### Data records

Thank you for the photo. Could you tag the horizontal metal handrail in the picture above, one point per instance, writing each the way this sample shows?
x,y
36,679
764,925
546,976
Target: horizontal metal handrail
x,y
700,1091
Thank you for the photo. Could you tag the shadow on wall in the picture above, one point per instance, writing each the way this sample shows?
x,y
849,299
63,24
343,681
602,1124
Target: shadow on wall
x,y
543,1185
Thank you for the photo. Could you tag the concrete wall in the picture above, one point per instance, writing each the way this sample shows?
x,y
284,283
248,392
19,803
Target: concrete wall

######
### Data records

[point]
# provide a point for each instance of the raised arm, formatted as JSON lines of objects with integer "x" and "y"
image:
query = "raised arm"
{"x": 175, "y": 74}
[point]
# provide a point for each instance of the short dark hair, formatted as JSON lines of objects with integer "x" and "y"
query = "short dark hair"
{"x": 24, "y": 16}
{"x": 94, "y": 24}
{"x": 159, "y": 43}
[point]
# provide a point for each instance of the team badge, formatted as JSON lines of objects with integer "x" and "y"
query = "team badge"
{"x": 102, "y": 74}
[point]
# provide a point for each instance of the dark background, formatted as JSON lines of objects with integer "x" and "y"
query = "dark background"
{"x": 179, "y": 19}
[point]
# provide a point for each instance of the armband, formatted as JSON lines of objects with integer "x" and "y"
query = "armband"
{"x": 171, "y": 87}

######

■ Required work
Rewrite the stretch from the line that contains "Thank you for the photo. Could you tag the shadow" through the line that contains "Target: concrete wall", putting "image" wherever "photo" appears and keeping everything else the same.

■ Answer in full
Thank you for the image. Could you tag the shadow on wall in the picture above, one point per instance, writing each the way this sample shows?
x,y
849,299
63,24
343,681
602,1124
Target: shadow on wall
x,y
543,1185
Thank you for the image. Could you tag the concrete wall in the picture above, one point per instance, writing each the way this sample shows?
x,y
284,283
248,392
19,803
Target: concrete wall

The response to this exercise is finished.